Entries taken from a collection:
——————————
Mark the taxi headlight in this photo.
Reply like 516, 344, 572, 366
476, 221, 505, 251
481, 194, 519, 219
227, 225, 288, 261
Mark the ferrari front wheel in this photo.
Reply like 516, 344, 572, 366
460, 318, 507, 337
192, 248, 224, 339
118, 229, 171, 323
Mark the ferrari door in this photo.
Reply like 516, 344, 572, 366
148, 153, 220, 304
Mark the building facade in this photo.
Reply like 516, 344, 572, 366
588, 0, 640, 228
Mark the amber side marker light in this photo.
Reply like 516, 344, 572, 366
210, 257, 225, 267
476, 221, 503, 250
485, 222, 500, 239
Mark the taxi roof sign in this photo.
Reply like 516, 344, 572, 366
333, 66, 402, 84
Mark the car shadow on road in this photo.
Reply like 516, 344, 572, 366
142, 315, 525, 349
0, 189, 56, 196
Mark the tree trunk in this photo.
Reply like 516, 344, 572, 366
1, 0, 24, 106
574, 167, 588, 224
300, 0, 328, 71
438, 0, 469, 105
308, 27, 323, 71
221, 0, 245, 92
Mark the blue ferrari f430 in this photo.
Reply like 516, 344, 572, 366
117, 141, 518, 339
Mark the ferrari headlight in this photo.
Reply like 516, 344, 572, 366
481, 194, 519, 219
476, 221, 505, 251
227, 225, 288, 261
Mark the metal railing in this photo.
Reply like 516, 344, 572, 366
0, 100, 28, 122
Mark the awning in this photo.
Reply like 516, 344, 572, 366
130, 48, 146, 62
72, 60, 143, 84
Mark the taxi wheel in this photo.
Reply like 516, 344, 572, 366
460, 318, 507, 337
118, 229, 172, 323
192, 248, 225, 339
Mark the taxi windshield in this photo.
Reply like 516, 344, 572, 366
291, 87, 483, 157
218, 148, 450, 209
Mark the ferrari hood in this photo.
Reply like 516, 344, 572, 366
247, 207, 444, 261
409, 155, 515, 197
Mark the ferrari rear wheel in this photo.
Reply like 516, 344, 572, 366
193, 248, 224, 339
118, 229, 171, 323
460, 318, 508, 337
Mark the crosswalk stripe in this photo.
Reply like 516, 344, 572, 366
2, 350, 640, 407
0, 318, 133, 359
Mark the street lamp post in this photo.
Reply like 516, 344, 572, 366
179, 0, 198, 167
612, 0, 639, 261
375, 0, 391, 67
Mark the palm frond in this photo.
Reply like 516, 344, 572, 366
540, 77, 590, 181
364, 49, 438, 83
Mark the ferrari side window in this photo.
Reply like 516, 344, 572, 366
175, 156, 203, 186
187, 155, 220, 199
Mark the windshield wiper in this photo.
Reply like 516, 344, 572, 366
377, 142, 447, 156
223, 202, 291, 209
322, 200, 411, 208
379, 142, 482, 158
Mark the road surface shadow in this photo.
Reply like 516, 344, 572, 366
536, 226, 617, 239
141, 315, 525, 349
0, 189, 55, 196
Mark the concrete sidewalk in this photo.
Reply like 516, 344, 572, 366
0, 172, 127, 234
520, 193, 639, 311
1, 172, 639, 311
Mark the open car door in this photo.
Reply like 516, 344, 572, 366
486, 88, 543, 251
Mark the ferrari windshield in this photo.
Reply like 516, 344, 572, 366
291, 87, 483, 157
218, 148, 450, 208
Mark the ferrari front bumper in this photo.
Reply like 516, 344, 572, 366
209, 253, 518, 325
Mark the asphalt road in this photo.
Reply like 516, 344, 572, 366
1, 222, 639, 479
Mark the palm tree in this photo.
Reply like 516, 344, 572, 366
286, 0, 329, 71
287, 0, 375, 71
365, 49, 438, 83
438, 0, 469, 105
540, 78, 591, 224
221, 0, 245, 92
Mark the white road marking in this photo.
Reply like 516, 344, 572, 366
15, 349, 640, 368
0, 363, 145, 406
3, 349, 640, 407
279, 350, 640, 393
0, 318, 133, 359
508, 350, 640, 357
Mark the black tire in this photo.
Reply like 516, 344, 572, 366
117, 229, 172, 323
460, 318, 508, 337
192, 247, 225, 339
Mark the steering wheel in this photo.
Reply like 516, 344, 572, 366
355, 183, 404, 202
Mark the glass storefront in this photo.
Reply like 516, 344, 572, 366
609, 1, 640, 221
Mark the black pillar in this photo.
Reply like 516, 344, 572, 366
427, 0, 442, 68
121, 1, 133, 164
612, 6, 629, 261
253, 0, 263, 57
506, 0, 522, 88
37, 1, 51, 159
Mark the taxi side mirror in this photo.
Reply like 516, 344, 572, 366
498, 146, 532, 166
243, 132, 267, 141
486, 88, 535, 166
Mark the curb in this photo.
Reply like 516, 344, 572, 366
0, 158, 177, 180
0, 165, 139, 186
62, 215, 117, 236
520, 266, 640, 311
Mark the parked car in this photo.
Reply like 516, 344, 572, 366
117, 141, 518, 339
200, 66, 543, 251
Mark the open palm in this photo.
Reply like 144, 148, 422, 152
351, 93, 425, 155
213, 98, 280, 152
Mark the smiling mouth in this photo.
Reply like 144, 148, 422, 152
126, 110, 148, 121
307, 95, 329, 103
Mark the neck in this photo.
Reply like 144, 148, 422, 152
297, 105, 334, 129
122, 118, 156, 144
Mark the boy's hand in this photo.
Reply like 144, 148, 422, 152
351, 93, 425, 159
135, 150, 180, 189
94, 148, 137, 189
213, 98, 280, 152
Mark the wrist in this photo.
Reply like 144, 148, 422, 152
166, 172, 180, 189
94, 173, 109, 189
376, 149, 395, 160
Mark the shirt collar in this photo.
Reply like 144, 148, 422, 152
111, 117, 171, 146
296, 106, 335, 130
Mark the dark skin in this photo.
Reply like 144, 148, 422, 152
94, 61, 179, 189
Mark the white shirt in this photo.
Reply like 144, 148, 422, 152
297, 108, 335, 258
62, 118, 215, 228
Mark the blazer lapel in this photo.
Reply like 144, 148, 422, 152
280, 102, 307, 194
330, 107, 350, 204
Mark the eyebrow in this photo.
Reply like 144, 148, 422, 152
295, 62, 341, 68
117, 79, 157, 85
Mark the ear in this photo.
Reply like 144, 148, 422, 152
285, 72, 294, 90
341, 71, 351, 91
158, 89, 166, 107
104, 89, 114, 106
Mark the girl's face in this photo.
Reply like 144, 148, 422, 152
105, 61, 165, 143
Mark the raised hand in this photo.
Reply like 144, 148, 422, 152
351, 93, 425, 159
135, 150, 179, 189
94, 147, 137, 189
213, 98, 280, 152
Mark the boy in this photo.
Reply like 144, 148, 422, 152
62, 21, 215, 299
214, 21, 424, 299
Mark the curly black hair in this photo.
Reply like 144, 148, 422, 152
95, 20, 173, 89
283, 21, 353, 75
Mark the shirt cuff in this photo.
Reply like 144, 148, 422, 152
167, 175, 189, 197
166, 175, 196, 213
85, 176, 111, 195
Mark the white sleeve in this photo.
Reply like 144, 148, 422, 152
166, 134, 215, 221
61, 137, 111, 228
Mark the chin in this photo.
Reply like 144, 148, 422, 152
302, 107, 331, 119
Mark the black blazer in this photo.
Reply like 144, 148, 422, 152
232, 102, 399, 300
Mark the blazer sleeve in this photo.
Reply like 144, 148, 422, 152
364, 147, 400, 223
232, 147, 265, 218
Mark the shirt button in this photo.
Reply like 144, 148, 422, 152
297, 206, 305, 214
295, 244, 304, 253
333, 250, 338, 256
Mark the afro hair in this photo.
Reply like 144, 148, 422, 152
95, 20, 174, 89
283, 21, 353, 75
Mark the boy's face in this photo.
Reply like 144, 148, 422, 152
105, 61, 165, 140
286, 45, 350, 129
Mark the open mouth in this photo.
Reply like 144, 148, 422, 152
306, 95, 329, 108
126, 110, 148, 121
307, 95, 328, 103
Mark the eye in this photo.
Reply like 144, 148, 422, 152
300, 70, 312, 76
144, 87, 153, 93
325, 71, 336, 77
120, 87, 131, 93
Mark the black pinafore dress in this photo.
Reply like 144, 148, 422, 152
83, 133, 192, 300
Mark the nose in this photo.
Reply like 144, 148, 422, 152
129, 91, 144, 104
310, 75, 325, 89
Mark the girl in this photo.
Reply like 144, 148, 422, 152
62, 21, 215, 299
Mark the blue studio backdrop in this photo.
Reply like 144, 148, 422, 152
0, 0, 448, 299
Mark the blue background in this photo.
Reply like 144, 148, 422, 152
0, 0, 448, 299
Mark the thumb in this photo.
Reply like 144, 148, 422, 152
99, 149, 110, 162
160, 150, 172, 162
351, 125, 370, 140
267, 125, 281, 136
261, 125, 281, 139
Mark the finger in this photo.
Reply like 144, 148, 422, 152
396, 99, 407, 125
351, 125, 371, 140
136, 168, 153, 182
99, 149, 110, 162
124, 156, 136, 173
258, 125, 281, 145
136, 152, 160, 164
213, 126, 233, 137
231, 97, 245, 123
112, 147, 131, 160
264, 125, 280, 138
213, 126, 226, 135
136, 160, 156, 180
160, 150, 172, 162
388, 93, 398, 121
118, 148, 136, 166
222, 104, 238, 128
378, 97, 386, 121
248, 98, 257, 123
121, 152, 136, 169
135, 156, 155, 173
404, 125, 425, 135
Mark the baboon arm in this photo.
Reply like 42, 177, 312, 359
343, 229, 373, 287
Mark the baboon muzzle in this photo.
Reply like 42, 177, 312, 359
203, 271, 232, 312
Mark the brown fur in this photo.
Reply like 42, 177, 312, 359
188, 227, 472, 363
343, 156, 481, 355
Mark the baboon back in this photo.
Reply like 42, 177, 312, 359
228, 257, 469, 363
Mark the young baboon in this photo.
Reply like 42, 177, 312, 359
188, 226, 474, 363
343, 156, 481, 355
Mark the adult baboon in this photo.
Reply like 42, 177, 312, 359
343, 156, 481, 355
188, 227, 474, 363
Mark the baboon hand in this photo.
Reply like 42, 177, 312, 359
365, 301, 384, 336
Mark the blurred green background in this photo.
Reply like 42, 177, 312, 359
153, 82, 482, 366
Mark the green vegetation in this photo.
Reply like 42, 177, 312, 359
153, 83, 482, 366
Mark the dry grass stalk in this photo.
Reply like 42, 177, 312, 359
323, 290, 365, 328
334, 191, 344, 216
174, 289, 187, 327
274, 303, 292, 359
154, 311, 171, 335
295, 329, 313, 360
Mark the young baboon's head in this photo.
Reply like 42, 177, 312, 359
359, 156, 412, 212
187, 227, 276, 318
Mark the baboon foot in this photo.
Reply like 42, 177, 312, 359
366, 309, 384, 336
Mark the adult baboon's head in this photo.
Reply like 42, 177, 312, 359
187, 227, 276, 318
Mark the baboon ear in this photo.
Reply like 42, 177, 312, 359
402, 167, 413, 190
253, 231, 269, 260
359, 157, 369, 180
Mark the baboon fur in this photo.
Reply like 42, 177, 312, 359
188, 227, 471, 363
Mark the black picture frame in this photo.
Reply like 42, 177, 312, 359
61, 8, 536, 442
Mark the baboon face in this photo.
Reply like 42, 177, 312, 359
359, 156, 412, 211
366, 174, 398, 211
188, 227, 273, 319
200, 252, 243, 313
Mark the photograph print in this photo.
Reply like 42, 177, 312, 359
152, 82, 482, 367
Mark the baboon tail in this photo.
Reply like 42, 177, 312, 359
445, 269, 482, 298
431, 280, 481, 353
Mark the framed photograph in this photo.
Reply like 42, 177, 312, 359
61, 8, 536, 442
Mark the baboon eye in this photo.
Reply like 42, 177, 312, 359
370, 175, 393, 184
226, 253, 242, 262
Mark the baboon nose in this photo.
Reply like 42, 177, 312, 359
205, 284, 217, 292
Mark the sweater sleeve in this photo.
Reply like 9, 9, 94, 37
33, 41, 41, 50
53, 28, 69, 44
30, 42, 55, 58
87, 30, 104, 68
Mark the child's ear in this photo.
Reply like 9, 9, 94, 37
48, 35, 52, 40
——————————
→ Work to complete:
Go through the records above and, whenever a line includes the word "door", copy it.

→ Solution:
Mark the ferrari door in this photo.
Mark the open car door in this photo.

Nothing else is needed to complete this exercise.